- _Task statement_
Which lines below fall between the one containing "Target: tree" and the one containing "turquoise water shown above."? Repeat them exactly, counting both of those lines, and add nothing else.

START Task input

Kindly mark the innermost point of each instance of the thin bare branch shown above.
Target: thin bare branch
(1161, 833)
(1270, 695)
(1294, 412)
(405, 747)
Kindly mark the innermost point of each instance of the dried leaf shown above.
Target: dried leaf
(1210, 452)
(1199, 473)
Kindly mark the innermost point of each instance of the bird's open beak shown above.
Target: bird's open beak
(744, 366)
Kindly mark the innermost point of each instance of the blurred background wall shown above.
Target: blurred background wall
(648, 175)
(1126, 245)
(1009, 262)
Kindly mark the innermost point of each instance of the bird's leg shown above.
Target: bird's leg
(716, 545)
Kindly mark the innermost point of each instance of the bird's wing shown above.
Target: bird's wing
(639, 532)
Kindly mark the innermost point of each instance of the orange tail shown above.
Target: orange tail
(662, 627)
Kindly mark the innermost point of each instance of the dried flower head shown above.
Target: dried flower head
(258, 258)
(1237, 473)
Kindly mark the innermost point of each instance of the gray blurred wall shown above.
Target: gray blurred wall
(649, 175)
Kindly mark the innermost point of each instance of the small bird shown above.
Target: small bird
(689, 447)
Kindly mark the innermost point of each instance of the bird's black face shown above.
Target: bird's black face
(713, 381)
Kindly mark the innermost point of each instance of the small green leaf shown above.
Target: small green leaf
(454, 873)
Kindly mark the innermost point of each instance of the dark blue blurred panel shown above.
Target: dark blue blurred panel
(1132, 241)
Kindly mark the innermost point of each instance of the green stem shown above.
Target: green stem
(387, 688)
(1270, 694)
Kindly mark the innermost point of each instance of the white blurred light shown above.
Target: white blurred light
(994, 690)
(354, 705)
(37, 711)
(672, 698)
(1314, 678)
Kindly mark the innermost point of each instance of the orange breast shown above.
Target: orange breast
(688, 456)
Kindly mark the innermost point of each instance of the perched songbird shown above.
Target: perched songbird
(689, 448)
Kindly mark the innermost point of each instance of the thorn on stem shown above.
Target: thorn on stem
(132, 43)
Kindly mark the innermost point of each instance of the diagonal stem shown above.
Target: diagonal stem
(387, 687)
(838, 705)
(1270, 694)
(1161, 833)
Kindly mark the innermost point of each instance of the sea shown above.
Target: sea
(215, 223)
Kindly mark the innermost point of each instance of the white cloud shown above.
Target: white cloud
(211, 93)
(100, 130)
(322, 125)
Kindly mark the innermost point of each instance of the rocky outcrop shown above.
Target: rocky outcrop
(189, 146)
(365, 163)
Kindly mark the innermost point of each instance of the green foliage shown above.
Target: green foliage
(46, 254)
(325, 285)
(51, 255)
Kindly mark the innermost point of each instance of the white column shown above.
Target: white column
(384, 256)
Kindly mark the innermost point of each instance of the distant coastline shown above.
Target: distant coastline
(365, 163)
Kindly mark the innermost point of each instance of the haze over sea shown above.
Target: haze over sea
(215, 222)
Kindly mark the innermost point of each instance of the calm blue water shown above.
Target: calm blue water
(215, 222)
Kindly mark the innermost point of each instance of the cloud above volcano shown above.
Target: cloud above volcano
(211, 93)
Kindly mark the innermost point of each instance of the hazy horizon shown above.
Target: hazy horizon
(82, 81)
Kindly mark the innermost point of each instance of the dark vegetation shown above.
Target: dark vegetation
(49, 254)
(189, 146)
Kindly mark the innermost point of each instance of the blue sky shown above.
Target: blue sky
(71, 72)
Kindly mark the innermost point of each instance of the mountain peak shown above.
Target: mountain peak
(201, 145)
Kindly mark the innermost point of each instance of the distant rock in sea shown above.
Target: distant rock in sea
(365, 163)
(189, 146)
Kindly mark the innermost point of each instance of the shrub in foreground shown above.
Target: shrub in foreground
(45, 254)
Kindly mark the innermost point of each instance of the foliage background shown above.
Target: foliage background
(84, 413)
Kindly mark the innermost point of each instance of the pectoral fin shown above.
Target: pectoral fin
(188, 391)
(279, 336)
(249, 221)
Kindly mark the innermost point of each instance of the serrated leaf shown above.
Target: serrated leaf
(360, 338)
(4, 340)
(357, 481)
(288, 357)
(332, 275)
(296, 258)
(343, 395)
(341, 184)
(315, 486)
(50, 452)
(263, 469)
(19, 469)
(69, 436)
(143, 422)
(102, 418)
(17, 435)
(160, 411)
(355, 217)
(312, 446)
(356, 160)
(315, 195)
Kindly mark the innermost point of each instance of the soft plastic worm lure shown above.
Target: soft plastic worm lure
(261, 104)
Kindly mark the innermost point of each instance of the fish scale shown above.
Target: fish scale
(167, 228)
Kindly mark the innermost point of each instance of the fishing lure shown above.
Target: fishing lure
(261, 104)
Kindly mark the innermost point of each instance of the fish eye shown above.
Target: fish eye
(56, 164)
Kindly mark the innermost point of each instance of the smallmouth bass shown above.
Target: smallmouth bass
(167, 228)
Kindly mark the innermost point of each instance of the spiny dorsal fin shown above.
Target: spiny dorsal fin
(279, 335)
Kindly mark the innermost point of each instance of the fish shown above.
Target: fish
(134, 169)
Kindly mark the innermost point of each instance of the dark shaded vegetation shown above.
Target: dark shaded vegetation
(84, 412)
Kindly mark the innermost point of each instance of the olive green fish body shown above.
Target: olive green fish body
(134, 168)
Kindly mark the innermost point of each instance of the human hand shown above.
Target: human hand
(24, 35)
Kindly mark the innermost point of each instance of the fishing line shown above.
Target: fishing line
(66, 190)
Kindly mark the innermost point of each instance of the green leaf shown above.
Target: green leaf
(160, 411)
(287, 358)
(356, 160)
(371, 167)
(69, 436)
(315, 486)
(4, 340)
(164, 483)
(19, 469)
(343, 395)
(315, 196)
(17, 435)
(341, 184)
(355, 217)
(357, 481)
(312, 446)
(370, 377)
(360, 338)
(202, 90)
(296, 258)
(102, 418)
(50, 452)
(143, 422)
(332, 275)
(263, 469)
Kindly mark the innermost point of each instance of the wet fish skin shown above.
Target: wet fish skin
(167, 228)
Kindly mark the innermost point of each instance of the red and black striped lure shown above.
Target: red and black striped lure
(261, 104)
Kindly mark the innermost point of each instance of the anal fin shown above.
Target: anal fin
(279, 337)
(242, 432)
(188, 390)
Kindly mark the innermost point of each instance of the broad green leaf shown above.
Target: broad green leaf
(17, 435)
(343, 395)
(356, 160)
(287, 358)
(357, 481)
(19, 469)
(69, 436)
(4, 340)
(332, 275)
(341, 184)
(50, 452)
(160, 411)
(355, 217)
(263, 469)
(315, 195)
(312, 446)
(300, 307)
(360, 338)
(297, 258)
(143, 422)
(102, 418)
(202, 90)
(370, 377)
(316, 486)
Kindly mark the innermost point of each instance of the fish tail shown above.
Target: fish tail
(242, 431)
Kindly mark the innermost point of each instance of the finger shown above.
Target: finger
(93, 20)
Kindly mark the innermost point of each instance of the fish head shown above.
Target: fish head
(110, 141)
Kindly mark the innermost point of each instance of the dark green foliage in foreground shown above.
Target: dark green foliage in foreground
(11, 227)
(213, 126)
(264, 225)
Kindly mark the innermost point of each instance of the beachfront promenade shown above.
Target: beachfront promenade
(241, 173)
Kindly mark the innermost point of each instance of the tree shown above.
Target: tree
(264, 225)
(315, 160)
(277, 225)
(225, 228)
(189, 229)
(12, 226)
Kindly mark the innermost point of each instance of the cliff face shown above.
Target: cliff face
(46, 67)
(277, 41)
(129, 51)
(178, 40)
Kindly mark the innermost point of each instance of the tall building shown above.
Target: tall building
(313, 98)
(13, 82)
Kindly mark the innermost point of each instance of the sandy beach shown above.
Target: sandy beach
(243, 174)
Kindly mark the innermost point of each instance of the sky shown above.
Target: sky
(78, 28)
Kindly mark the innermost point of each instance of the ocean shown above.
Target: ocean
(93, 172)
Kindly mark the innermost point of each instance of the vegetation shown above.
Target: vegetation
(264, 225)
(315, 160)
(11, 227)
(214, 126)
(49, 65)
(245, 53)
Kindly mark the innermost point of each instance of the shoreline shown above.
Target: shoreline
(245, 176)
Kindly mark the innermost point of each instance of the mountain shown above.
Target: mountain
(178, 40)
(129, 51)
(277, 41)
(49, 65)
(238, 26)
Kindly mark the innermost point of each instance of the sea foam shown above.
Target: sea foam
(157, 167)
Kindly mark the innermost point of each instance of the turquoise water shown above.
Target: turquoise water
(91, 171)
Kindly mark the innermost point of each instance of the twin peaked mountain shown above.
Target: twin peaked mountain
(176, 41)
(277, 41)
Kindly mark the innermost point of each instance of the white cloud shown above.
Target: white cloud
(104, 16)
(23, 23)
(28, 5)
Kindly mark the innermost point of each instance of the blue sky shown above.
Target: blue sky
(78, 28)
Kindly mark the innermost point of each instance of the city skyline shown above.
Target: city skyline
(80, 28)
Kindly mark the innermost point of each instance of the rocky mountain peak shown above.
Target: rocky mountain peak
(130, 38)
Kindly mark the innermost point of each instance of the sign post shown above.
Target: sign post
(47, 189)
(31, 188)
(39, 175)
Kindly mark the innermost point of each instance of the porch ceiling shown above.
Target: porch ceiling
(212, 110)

END Task input

- _Written reply_
Target: tree
(264, 225)
(315, 160)
(277, 225)
(225, 228)
(189, 229)
(12, 226)
Kindly mark the innermost point of each instance of the cliff face shown above.
Target: cliff face
(46, 67)
(277, 41)
(129, 51)
(178, 40)
Kindly mark the innermost point of each instance of the tall building shown above.
Target: tall building
(313, 98)
(13, 82)
Kindly mark the innermost point of each instance of the sandy beach shown above.
Target: sandy beach
(243, 174)
Kindly mark the innermost point of each instance of the sky shown above.
Target: sky
(78, 28)
Kindly mark the innermost point of each instance of the ocean shown above.
Target: ocean
(93, 172)
Kindly mark the innermost point of each instance of the vegetation shown above.
Target: vegetation
(264, 225)
(315, 160)
(11, 227)
(214, 126)
(49, 65)
(245, 53)
Kindly mark the innermost point of each instance of the shoreline shown above.
Target: shoreline
(245, 176)
Kindly mark the innermost point of each instance of the mountain shown above.
Target: mountain
(178, 40)
(129, 51)
(277, 41)
(49, 65)
(238, 26)
Kindly mark the innermost point of each instance of the sea foam shown above.
Target: sea foam
(157, 167)
Kindly mark the innermost point of each instance of the turquoise water shown above.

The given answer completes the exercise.